--- DATA Enclosed Below ---

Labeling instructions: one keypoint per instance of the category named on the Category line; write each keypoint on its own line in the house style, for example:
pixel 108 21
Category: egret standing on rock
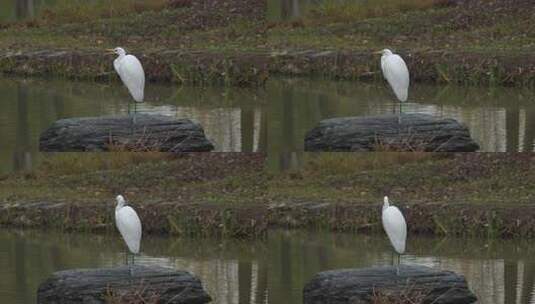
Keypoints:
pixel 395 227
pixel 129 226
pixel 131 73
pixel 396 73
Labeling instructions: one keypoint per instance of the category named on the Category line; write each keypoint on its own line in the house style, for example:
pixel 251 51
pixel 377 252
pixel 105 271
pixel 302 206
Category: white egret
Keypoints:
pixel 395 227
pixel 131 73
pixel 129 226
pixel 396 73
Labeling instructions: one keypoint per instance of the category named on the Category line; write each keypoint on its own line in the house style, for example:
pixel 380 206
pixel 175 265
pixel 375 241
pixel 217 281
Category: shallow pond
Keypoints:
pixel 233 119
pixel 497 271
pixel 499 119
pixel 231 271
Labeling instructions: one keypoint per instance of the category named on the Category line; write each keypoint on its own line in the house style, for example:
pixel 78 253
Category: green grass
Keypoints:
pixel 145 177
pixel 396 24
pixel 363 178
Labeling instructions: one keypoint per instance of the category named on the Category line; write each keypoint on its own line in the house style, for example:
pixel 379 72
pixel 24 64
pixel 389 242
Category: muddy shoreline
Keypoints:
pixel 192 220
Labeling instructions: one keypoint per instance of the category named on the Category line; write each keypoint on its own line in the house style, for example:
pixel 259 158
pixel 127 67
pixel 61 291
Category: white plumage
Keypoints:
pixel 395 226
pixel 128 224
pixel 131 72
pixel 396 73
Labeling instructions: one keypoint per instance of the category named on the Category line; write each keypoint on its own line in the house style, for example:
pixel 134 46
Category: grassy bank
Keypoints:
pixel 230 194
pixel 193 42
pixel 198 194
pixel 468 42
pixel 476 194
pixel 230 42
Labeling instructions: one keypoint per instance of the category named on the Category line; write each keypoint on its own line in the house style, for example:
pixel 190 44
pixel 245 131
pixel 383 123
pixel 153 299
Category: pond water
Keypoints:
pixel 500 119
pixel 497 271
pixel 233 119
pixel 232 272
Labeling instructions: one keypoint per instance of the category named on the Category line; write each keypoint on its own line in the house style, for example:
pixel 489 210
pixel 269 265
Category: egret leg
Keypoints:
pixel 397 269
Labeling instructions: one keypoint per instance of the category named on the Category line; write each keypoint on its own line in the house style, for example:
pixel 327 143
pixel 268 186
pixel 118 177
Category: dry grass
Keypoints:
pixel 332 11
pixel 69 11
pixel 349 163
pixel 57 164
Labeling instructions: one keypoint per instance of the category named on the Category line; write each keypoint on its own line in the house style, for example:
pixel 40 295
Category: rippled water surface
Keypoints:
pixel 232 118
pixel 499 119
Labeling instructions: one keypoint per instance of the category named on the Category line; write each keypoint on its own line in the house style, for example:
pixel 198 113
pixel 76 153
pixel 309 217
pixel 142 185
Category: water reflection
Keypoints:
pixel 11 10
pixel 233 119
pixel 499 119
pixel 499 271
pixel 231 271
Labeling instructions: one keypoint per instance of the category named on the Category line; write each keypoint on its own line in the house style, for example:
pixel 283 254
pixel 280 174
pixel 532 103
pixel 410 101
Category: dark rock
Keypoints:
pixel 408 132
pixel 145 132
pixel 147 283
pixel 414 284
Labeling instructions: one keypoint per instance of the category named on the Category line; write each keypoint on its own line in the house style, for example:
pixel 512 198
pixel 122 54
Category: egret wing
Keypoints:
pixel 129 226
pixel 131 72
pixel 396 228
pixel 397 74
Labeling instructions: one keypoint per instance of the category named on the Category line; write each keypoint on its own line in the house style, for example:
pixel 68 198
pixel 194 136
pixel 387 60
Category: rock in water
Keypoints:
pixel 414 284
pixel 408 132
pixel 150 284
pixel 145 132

--- End of Enclosed DATA ---
--- DATA Enclosed Below ---

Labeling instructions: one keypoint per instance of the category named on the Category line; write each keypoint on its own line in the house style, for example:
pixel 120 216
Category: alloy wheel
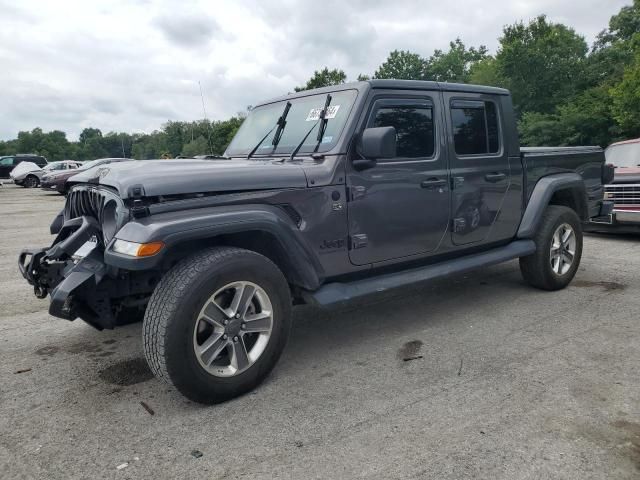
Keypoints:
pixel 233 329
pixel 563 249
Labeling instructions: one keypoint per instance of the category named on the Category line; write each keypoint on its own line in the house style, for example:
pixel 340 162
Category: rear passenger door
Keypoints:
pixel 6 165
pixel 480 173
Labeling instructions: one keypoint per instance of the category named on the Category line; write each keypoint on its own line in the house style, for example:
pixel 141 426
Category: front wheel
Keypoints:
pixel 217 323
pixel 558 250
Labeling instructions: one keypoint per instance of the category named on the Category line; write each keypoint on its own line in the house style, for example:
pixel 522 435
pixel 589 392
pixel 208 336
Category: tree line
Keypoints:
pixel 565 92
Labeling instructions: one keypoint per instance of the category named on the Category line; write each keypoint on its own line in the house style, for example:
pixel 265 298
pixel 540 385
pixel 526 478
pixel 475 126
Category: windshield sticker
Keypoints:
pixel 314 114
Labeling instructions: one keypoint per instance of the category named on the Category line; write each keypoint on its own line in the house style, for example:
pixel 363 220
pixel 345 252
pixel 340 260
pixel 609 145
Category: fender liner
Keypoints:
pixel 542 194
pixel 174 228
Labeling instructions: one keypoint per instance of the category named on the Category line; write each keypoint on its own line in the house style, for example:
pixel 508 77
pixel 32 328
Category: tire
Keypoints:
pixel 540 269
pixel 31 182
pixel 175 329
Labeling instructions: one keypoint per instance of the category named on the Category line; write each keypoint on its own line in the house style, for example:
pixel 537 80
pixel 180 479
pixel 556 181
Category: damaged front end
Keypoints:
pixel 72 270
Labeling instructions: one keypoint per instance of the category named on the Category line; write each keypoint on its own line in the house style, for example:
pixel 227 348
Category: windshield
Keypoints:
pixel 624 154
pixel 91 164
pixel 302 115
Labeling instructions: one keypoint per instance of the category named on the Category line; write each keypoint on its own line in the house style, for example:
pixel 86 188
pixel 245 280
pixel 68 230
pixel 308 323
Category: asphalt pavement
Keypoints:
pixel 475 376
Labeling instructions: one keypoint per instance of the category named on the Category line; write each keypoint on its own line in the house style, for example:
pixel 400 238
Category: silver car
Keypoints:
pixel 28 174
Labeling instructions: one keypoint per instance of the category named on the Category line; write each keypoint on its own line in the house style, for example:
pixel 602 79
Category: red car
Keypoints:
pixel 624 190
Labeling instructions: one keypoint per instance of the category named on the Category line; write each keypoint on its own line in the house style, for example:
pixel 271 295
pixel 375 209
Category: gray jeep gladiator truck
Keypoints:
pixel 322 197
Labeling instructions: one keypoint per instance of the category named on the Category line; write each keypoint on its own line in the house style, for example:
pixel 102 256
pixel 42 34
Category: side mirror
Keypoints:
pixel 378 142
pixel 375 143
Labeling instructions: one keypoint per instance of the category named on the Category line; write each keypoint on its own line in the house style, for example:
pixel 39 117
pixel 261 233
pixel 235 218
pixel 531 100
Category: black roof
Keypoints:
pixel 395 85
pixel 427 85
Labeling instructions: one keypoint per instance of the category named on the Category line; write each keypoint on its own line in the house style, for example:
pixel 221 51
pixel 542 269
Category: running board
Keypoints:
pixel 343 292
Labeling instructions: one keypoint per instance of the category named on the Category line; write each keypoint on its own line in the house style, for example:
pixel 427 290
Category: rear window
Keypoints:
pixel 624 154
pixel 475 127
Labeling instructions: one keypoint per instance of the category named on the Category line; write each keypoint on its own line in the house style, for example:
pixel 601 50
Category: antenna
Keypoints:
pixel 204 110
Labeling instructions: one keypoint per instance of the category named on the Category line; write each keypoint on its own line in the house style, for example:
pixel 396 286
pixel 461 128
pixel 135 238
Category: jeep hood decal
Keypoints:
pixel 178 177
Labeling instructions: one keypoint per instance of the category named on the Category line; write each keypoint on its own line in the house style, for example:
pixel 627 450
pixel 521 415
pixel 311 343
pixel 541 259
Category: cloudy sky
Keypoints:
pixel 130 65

--- End of Enclosed DATA ---

WORK ITEM:
Which of the lines above mention the word "water"? Pull those lines out.

WRITTEN RESPONSE:
Category: pond water
Category: rippled water surface
Category: water reflection
Category: rock in water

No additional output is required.